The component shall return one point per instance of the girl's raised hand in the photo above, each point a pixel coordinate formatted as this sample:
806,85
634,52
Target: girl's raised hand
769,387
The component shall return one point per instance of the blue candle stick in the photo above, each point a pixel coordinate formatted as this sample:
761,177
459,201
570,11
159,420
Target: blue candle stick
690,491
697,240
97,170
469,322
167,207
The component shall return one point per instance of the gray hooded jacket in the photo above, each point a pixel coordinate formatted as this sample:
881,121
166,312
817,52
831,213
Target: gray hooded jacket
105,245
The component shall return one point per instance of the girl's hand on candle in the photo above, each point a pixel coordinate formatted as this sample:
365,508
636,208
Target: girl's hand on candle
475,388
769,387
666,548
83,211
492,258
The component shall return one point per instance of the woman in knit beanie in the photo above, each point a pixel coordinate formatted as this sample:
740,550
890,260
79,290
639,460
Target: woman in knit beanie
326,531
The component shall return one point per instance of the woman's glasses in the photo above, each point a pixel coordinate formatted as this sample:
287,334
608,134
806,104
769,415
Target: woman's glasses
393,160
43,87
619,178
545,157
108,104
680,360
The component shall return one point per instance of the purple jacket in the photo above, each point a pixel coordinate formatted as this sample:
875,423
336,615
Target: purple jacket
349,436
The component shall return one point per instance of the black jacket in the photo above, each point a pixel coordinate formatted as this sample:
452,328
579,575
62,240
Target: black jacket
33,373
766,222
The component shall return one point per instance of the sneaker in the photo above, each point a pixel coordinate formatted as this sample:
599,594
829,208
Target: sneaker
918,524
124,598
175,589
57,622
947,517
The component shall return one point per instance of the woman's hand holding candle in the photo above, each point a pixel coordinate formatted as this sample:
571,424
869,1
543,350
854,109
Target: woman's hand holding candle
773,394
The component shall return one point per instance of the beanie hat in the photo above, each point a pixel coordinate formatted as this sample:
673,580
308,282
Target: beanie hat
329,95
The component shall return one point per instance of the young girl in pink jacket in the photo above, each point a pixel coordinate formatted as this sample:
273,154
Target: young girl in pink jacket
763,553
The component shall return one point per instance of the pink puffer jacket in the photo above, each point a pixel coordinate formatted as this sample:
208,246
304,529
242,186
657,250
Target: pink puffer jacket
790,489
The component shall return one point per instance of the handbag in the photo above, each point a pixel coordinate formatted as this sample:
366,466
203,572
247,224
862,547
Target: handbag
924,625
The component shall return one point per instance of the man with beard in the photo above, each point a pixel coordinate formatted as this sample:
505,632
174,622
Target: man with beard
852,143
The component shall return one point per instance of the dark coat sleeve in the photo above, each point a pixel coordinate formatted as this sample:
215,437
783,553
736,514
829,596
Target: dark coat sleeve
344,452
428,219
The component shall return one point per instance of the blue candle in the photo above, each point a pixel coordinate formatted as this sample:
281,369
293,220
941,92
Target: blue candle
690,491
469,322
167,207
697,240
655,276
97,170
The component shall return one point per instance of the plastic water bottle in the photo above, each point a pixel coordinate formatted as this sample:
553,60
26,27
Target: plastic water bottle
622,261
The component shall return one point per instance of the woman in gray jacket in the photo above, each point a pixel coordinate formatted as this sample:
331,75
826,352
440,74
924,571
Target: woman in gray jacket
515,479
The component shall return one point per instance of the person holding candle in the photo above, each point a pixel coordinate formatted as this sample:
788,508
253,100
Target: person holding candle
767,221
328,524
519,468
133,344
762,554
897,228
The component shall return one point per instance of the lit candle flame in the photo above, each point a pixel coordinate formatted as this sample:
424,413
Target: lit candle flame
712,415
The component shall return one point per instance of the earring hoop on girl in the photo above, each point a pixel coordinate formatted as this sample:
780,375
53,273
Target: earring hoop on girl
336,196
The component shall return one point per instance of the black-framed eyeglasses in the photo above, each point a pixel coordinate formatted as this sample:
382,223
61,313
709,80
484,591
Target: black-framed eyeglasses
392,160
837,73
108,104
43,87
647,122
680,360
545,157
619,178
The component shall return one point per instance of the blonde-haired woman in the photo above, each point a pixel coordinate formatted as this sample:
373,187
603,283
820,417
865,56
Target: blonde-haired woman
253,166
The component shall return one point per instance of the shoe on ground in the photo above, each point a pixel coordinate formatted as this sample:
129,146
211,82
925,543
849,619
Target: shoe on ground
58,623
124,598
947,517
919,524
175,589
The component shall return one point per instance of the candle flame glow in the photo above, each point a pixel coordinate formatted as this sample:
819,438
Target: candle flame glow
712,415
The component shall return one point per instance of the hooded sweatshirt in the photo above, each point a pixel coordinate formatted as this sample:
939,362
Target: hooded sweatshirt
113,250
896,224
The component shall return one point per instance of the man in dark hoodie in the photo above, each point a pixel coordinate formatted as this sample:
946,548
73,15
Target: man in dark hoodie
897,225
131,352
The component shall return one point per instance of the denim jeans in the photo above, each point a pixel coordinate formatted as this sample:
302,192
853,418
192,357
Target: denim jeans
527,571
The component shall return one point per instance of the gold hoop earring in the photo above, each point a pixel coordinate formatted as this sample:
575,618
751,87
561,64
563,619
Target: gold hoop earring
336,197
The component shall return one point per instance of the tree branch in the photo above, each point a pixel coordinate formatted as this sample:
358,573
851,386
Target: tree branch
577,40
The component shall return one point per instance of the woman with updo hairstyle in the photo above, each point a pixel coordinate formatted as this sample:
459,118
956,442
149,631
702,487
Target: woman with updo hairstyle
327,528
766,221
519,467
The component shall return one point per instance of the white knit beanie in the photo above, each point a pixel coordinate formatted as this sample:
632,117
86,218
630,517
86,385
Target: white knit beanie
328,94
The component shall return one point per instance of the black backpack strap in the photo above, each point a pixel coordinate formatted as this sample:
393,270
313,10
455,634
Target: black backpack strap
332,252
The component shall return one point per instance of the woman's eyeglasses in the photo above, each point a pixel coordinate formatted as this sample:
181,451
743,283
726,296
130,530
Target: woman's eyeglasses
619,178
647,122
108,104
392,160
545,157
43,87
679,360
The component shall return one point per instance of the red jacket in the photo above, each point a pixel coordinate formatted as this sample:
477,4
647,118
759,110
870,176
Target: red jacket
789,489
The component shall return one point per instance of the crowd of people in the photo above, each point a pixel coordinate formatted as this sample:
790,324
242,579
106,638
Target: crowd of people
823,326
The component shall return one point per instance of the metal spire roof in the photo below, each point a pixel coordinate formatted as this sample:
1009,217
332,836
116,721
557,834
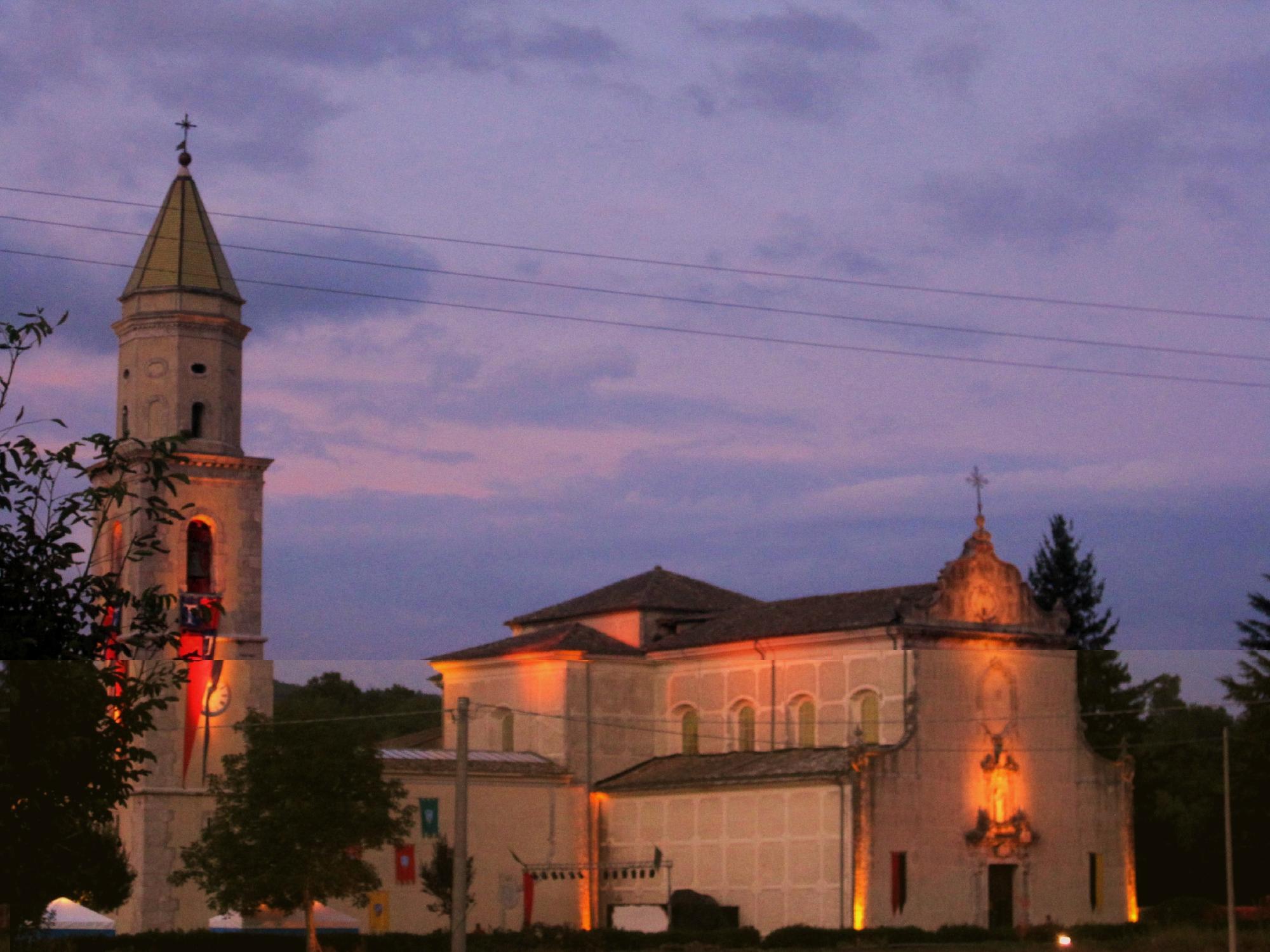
++++++++
• _What you will do_:
Update all of the records by replacing every "pixel coordinate" with "image coordinate" and leaving everything else unchanged. Omit the pictures.

• _Final result_:
The component shall return one point per instance of the girl's raised hand in the photo above, each point a image coordinate formatted as this sample:
806,85
634,52
Target: girl's raised hand
769,387
The component shall return one point per instance of the blue candle stick in the photo above, each point a image coordinate formatted as this sample:
761,177
459,201
570,11
159,420
Target: blue candle stick
690,491
697,240
97,170
469,322
167,207
The component shall return one point per instance of the gray hooded jacket in the photo above, each point a image coordinate formatted as this sample:
881,121
166,312
817,52
831,213
Target: gray hooded jacket
105,245
The component shall return one point per instance of the girl's hand on candle in the photo above, each point a image coordinate formatted as this sample:
365,508
636,208
Target: girl's hand on candle
475,388
769,387
666,548
83,211
492,258
The component shall return one point per instance of the woman in knit beanie in the photo above, each point a image coordinate formatted as this sample:
740,550
890,260
79,290
639,460
Target: woman in knit beanie
326,531
The component shall return one point per instance of the woman's glasses in the photo above, each point a image coordinate formatted as this sample:
287,334
608,134
806,104
769,415
Target: woman's glasses
393,160
43,87
619,178
545,157
108,104
680,360
The component shall return one point per instance of the purple jacket in the photo above, each point a image coordinate formatted as this sample:
875,423
336,615
Target: purple jacket
349,436
The component shall return one point per instance of the black jacket in the photo above, each point a image coordinate formatted as this sample:
452,328
579,575
62,240
Target: black jacket
33,373
766,222
The component shall return one point per instance of the sneaker in the photo above, each point a image coordinate formatted as this sample:
599,594
829,208
Target: sneaker
918,524
124,598
175,589
57,622
947,517
The component shall return one point per instance of the woman's hand holding candle in the photo above, each point a image coordinate formatted as this sample:
571,424
869,1
543,350
854,109
Target: woman's hand holding candle
773,394
The component shall return one point per instance of the beanie hat in the photo above, each point a image coordinate formatted as this sample:
673,580
308,282
Target: beanie hat
329,95
The component shall return one point per instance of the young girl in pink jacket in the photo above, each point a image coordinate formatted as this sample:
273,154
Target: young girl in pink jacket
763,553
The component shall return one point per instance of the pink puffer jacket in the photo above, each point a image coordinate formatted as this sample:
208,246
304,529
242,186
657,250
Target: pink puffer jacket
790,489
The component shall return one point per instance of the handbag in the photo above, each point a image coordinate formatted as this sample:
366,466
203,572
247,224
862,547
Target: handbag
924,625
The component shall return one point per instance of the man with beard in the photo above, each point a image coordinate formatted as this sample:
505,632
174,622
Target: man with beard
852,143
The component shall return one point per instance of the dark coat sleeve in the photo above, each point a image coordinate formatted as this sample:
215,437
783,553
736,514
829,596
Target: dark coat sleeve
344,452
428,219
The component shall return one point per instance of the blue candle in the photo above, each point a image coordinate formatted as this sample:
281,369
293,220
941,92
Target: blue candle
690,491
469,322
167,207
697,240
655,276
97,170
The component shall return one point per instance of the plastic water bottle in the photo above, each point a image coordinate formatted as this sample:
553,60
26,27
Target: plastic water bottle
622,261
The component shall return one point per instance of the woman in gray jacket in the photo above, each point a image coordinate formatted as this sample:
331,75
826,352
440,74
924,571
Target: woman in gray jacket
515,479
The component shall return one point per instance of the person holding candle in the photo above, each point a image coordinate formatted as this sample:
788,508
253,100
Target: person holding candle
767,221
328,524
519,468
133,344
762,554
897,228
The component shall return one point per instance of the lit candle flame in the photo above, each point a image coordinate formatted as this sample:
424,413
Target: lit candle flame
712,415
The component shall return one point per instance of the earring hoop on girl in the photo above, each point a image coordinate formatted as this sample:
780,375
53,273
Target: earring hoop on girl
336,196
The component shall return one point per instance of the black-framed eyeglasses in the photo above, each point a image coordinate formatted as this sample:
382,223
61,313
709,80
484,591
Target: black-framed eyeglasses
392,160
837,73
108,104
43,87
647,122
680,360
545,157
619,178
The component shall return one point per instance of the blonde-haired woman in the photo above, each point a image coordinate formatted as this sample:
373,187
603,283
820,417
865,56
Target: blonde-haired woman
253,166
The component shall return one point per instance of the shoe on ground in the photo above, each point a image coordinate formatted as this sample:
129,146
211,82
925,543
849,619
Target: shoe on ground
58,623
124,598
947,517
919,524
175,589
The component shall return one point per instance of the candle flame glow in the photo above, each point a image coordinate formatted as this sample:
819,438
Target: candle flame glow
712,415
The component shall return one point per instance of the hooded sweatshirt in the photo above, each point a image coordinate formatted as this sample:
939,362
Target: hooded sweatshirt
113,250
896,224
The component shall return one point per instance of the man in dark hoodie in the photo above, each point a image coordinate formatted as this sample:
946,548
73,15
Target: man in dark hoodie
897,225
131,352
The component shall return one point per instance of the denim jeans in the photo above, each point a image coordinate formatted as this sample:
302,192
853,418
192,357
Target: denim jeans
527,571
The component shall return one point per instance of the gold hoop earring in the photo above, each point a image coordinate formatted as this sample:
575,618
751,87
561,64
563,619
Target: gold hoop earring
336,197
The component shall return one point per instance of the tree branch in the photo above, each point a image coordinate formatted as this sample:
358,573
851,386
Target: tree branch
577,40
The component shall return one point per instance of the woman with updo hairstyle in the photo above, each point a image coordinate formatted as this sample:
459,118
956,442
149,631
702,487
Target: woman with updo hairstyle
327,528
766,221
519,467
The component shall return one point per instance of the white knit beanie in the photo above, each point a image coordinate formatted as this sample:
632,117
86,218
630,517
86,385
Target: white knit beanie
328,94
The component shall return one point per instance of the black backpack strap in the photo above, each point a image coordinate formatted as this sample:
393,270
313,10
455,634
Target: black backpack strap
332,252
The component shall return one point per instance of the woman's eyeglasses in the photo above, each point a image coordinate formatted as this sample:
181,451
743,283
726,296
130,530
Target: woman's eyeglasses
619,178
647,122
108,104
392,160
545,157
43,87
679,360
The component shall return one point per instance of the red jacket in the photo above, each point a image coordinate formatted as this sample:
477,4
647,118
759,110
870,176
Target: red jacket
789,489
The component shall return one point per instance of the crowd of people in the photo above, each point a image coordinate formatted as this sample:
790,324
242,579
106,638
Target: crowd of people
823,326
The component shall return one point per instance of the metal spire roof in the photo below, each point a image coordinate formatted as this sample:
1009,217
332,836
116,721
557,834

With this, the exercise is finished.